■ **What the exercise asks**
Starting at the row that contains "Mark every instance of the woven basket" and ending with the last row below, give those rows as a numbered list, leaving out any blank lines.

"""

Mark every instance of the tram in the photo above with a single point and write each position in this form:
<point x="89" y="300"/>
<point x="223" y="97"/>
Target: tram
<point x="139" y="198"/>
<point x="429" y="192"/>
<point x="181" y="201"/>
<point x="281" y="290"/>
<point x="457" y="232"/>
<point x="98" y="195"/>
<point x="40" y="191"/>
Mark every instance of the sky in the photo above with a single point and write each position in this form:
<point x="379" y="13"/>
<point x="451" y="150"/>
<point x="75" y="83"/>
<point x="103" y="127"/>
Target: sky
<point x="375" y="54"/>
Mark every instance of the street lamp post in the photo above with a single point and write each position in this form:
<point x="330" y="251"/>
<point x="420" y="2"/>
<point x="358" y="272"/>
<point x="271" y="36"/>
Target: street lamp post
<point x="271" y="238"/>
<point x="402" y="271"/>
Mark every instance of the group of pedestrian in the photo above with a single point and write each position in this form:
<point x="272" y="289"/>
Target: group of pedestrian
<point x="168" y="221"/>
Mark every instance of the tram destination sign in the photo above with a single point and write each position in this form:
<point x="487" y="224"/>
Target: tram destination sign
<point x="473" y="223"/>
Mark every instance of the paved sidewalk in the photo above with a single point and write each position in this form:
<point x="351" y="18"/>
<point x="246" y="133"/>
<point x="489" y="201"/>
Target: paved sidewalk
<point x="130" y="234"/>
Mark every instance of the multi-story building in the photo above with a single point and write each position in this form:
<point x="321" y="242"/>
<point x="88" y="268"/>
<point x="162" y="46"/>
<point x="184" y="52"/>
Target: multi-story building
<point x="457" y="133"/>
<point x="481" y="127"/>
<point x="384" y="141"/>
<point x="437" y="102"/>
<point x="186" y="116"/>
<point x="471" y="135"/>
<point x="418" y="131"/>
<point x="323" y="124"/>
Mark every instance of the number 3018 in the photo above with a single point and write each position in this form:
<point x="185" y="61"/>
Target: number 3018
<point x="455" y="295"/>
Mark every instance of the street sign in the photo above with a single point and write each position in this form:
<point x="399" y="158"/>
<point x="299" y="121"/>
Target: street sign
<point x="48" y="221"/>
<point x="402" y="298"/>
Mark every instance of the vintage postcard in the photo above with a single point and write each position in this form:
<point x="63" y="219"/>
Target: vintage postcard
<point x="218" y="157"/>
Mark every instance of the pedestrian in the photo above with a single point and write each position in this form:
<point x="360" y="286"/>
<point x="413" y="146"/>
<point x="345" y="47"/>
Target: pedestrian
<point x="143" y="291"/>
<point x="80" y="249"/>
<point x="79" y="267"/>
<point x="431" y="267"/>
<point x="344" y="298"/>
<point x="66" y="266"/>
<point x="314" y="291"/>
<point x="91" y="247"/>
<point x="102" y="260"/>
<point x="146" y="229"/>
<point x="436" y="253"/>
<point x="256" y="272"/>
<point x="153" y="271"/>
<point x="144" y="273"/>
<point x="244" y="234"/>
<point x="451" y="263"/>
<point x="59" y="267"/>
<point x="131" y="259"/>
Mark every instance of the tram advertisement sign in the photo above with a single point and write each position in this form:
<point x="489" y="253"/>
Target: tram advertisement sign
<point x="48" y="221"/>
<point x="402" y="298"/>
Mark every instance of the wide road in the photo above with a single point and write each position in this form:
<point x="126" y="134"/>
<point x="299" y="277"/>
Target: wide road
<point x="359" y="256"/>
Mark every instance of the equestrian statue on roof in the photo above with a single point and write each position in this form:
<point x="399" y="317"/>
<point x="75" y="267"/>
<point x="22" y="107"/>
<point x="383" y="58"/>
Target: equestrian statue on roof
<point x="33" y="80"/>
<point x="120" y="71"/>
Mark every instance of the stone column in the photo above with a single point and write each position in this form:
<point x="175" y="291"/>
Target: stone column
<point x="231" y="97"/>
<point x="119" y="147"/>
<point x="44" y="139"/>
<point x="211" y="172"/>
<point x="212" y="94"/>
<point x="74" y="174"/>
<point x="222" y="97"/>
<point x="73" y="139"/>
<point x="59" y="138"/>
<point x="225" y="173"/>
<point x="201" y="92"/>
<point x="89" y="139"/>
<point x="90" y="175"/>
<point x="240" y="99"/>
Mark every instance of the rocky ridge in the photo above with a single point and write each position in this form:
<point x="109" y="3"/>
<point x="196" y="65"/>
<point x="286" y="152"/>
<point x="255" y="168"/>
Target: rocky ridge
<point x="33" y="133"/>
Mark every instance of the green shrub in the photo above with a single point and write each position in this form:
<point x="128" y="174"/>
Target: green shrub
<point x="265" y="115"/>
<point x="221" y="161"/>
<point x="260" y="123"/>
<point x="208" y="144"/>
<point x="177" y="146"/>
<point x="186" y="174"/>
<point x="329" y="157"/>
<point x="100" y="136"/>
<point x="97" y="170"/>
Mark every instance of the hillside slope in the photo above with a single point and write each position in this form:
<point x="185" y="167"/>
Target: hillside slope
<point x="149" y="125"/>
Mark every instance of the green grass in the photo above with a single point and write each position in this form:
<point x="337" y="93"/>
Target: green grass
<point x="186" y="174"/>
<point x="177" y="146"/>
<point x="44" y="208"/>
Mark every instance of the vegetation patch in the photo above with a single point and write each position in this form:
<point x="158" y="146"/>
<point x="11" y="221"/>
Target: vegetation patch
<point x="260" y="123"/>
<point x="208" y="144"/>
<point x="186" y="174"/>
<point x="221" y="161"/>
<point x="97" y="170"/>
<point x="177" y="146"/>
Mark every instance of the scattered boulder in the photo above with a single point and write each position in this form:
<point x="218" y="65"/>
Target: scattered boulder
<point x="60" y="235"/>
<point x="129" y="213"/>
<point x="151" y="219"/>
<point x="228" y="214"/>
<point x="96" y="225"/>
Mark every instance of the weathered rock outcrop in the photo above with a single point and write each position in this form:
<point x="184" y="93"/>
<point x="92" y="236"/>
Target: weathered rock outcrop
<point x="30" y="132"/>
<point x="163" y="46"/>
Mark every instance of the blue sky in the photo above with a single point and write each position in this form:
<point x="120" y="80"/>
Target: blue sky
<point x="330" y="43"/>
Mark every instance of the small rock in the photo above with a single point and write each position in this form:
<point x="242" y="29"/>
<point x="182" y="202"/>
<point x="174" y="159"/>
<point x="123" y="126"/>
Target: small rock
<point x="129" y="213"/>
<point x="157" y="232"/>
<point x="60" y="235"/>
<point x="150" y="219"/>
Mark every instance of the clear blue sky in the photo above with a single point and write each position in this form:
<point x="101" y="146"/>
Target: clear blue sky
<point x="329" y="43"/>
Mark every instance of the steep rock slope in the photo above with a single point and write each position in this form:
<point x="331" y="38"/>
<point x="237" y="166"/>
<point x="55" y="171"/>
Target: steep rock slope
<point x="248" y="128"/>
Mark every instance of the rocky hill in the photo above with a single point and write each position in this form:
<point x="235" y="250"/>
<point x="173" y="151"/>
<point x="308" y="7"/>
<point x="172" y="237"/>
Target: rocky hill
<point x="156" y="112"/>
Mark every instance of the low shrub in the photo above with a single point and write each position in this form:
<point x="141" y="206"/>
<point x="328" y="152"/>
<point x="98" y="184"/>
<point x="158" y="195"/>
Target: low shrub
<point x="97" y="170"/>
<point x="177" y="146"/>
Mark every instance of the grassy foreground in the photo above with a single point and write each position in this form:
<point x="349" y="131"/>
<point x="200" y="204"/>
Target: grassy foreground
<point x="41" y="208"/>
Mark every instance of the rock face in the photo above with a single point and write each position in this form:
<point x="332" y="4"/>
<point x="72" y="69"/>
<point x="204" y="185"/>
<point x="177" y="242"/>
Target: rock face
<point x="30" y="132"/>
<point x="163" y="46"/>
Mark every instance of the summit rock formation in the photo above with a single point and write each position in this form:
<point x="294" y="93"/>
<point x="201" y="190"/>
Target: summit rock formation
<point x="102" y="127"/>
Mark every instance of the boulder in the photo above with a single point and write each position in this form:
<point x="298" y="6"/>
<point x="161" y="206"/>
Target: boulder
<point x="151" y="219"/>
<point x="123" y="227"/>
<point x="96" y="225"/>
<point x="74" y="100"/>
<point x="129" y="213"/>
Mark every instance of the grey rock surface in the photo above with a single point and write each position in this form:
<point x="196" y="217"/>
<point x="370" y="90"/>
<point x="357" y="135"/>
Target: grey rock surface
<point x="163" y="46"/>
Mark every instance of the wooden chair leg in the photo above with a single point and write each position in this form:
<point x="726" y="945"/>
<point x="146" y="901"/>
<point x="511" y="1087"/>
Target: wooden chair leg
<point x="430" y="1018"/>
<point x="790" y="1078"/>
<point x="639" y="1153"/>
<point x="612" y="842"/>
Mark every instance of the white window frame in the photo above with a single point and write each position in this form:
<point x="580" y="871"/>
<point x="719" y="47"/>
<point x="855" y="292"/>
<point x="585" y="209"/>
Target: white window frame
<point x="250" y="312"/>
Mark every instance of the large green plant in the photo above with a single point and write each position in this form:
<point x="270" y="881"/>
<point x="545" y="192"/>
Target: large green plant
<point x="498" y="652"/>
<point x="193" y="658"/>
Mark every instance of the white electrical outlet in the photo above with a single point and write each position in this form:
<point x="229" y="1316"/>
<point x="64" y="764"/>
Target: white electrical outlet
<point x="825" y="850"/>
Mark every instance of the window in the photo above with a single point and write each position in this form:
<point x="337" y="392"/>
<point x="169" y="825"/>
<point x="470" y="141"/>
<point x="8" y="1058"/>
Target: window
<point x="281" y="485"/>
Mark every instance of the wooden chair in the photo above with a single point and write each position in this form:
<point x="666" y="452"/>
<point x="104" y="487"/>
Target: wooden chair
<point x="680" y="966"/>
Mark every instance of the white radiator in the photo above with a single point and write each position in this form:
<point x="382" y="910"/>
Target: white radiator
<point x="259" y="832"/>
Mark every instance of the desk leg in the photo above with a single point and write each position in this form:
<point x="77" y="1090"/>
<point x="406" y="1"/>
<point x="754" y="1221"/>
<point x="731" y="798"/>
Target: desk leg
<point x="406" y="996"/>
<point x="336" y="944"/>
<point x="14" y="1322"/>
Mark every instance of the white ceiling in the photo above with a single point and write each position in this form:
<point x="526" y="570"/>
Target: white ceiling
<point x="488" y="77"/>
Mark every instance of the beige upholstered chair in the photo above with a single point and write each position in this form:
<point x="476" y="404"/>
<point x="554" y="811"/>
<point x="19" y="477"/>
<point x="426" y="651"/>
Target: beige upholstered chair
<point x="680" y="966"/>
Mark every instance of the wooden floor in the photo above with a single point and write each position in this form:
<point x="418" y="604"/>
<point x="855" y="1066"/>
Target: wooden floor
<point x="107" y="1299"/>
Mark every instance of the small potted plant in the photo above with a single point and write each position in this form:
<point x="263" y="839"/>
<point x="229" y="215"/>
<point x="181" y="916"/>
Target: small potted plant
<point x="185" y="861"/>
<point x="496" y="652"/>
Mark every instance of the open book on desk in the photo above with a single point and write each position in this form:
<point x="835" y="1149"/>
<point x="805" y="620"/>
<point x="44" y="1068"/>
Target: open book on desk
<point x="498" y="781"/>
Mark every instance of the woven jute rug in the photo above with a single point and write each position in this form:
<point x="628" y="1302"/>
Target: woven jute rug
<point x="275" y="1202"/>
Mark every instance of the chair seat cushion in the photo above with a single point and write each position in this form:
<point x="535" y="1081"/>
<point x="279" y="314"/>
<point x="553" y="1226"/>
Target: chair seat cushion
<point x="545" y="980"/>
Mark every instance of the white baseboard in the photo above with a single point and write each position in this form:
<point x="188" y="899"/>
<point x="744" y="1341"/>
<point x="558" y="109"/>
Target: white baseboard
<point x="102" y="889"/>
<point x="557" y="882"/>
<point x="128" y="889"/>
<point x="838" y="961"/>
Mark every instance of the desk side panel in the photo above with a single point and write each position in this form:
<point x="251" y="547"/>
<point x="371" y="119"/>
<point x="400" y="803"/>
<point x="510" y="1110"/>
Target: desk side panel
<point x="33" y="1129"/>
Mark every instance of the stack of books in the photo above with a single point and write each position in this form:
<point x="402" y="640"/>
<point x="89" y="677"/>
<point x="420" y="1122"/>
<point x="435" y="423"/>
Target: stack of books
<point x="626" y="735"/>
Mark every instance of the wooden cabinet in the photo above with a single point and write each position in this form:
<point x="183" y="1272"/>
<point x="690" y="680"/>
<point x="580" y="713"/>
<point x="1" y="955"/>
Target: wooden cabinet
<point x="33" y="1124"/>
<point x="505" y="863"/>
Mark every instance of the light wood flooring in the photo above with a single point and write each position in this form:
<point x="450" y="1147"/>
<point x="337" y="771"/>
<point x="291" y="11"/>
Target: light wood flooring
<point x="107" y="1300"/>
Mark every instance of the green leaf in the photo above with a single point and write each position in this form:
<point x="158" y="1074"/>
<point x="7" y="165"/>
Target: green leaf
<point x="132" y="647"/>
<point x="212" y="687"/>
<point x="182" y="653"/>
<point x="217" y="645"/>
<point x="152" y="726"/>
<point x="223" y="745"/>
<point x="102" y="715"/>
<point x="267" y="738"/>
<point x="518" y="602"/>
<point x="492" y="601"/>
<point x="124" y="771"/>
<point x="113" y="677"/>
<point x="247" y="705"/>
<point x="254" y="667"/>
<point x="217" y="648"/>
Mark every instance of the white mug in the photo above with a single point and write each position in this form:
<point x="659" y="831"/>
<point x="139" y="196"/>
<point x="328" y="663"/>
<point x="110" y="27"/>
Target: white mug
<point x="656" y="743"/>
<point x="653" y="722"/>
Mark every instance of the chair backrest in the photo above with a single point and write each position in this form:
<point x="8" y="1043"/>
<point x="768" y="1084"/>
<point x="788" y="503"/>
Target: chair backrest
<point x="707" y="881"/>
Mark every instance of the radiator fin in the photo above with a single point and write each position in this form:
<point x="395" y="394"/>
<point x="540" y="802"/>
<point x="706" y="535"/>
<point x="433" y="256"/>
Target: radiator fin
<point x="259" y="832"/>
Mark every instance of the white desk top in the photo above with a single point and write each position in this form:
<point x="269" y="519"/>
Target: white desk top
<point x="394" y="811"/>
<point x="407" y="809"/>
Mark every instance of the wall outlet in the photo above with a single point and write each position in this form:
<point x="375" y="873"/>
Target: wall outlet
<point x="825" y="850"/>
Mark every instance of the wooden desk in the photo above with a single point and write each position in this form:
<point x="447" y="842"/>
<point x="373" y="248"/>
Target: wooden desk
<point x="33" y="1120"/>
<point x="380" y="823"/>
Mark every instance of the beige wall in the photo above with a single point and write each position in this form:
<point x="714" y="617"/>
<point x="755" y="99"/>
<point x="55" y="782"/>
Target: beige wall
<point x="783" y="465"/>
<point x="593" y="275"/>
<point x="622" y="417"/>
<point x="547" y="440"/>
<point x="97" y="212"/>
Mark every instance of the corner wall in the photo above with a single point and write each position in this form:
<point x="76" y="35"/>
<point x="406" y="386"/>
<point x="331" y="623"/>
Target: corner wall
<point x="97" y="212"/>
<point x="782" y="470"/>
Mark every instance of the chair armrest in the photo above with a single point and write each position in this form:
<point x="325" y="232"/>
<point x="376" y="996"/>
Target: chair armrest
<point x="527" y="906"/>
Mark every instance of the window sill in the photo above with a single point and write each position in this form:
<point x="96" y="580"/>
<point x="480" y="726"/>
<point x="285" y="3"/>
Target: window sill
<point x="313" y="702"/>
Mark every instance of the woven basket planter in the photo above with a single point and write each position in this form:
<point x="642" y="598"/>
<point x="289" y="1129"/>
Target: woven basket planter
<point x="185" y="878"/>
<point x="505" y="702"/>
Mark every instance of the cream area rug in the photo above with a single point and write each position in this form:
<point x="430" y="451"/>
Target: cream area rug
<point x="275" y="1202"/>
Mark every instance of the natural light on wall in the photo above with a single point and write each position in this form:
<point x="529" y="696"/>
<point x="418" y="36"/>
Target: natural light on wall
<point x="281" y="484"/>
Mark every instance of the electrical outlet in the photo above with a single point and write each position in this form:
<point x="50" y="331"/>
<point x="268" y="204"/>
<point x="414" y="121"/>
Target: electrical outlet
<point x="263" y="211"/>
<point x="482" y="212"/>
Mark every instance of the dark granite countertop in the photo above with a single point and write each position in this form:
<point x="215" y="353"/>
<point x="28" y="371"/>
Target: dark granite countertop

"""

■ **Written solution**
1. Mark every instance of the woven basket planter in the photo above with a single point and write each position in this form:
2. <point x="642" y="598"/>
3. <point x="289" y="1129"/>
4. Target: woven basket planter
5. <point x="185" y="878"/>
6. <point x="505" y="702"/>
7. Mark every instance of the cream area rug in the photo above with a single point and write each position in this form:
8. <point x="430" y="451"/>
9. Target: cream area rug
10. <point x="275" y="1202"/>
11. Mark every instance of the natural light on wall in the photo above with a single point and write each position in this form:
12. <point x="529" y="696"/>
13. <point x="418" y="36"/>
14. Target: natural light on wall
15. <point x="281" y="484"/>
16. Mark every instance of the electrical outlet in the photo above with a single point and write each position in this form:
17. <point x="50" y="331"/>
18. <point x="268" y="204"/>
19. <point x="414" y="121"/>
20. Target: electrical outlet
21. <point x="263" y="211"/>
22. <point x="482" y="212"/>
23. Mark every instance of the dark granite countertop in the photo above with a single point and write each position in this form:
24. <point x="215" y="353"/>
25. <point x="28" y="371"/>
26. Target: dark granite countertop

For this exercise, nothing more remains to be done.